_Document segment_.

★ ★ ★ ★

JP, I think earlier in the year, you mentioned some ability to tie in and build a small pipeline to tie in some third-party gas. I think that was into the Brazeau plant. You reiterated that with year-end. In the same breath, you kind of flagged ample spare capacity, close to 40% of spare capacity across the kind of corporate processing plants. So do you think there's an opportunity to continue to expand to run third-party processing across other parts of the portfolio? Or how are you thinking about that from a kind of another revenue stream?

Jean-Paul Lachance

Executives
#5

Yes. Maybe I'll get Todd to elaborate further on that. But generally speaking, of course, we have a lot of space in our plants. And so -- and getting utilization up is a key to reducing overall costs or increasing income in this case, if we were to add third parties to it. So in the areas that we operate, it's -- we're pretty much the dominant operator in a lot of the places where we own facilities. So just bringing in third parties, they either have their own facilities or we're just not active in the areas that we operate. But to the extent that we have opportunities like that, and a good example was the Brazeau area where we've added some volumes there last year, and we'll continue to search for more. I think in total, Todd, if I'm not wrong, we have about $20 million or so of third-party gas going through some of our facilities. And then there's some gas that comes in naturally with partner gas as well to our facilities. But do you want to elaborate further on our plans to look at new opportunities there?

★ ★ ★ ★

_Extracted material_.
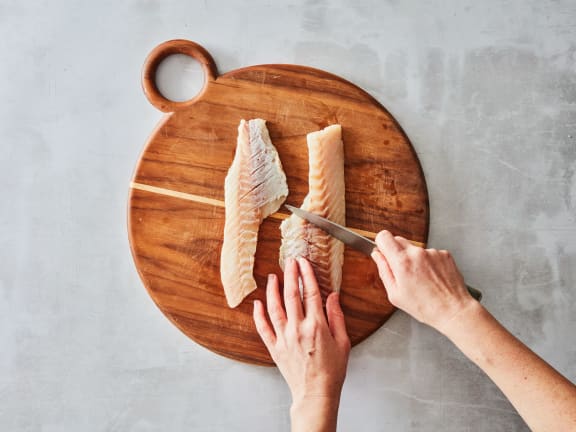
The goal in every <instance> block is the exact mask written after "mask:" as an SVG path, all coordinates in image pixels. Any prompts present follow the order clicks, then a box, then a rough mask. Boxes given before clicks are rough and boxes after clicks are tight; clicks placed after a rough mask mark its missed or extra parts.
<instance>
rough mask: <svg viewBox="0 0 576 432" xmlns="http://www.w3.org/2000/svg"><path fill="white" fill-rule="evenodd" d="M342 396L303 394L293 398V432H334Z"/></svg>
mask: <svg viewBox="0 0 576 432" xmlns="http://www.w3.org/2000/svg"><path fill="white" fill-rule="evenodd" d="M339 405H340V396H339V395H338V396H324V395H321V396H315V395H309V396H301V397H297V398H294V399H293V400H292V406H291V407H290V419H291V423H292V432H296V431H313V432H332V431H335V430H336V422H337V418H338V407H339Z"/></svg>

★ ★ ★ ★

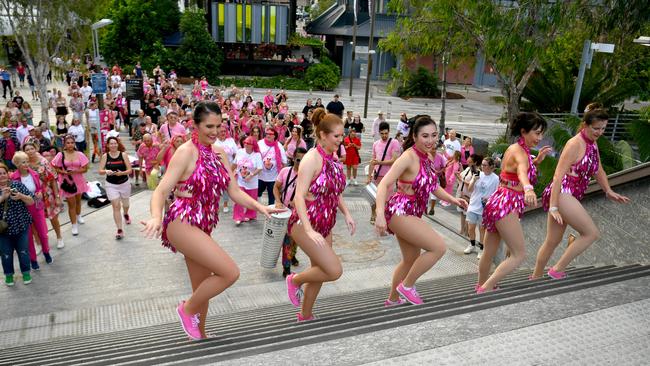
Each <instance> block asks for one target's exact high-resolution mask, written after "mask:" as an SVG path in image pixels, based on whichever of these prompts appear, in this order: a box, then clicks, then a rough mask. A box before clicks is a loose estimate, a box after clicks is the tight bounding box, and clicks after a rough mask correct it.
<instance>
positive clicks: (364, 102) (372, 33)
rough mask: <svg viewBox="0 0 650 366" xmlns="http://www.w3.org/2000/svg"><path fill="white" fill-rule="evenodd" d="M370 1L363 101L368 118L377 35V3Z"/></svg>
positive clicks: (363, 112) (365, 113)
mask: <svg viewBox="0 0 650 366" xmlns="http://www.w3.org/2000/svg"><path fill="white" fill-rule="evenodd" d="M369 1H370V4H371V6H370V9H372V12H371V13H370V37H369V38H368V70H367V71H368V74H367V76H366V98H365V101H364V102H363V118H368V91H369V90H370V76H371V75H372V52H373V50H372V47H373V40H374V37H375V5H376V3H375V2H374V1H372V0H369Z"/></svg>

★ ★ ★ ★

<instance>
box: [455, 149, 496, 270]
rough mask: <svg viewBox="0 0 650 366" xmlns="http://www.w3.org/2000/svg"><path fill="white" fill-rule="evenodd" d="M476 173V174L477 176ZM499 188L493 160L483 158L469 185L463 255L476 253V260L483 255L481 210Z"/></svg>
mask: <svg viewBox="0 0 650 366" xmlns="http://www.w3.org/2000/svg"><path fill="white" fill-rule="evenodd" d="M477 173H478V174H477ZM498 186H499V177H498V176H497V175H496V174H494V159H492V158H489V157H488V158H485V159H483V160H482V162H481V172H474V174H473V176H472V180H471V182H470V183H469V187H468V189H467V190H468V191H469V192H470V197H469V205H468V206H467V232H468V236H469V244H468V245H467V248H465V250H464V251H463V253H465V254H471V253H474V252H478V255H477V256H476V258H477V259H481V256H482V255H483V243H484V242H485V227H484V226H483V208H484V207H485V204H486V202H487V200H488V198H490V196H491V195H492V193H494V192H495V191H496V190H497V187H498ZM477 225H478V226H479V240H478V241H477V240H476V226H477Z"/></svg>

★ ★ ★ ★

_Work order 1_. In the earnings call exchange about third-party gas processing, what spare processing capacity across the corporate plants does the analyst cite?
_Work order 2_. Continue the earnings call exchange about third-party gas processing from its final sentence.

_Answer box 1_. Close to 40%.

_Answer box 2_.
Todd Burdick

Executives
#6

Yes, sure. So our JV group has been very active really over the last couple of years working on some of these deals. So they obviously got the one into Brazeau, and they're looking to get some more in there. There's -- when you ask about getting gas into plants that have capacity, we have a pretty robust drilling program this year, development program. So that's going to likely fill up or keep full some of our gas plants in the Sundance area. We're going to build -- we've got some pipeline projects that will allow us to effectively protect our base, but move gas into the Oldman, Oldman North area, Nosehill, move gas -- free gas up in the Swanson area for new development. So things will, as the year goes on, get a little tight in some of the areas in Sundance. But obviously, the Edson plant the JV group is working to get some gas into their Brazeau, as I mentioned. So they're always mindful in talking to us as far as where we're going to have capacity on where they should be focusing their efforts. And I think they'll continue to do that as this year unfolds.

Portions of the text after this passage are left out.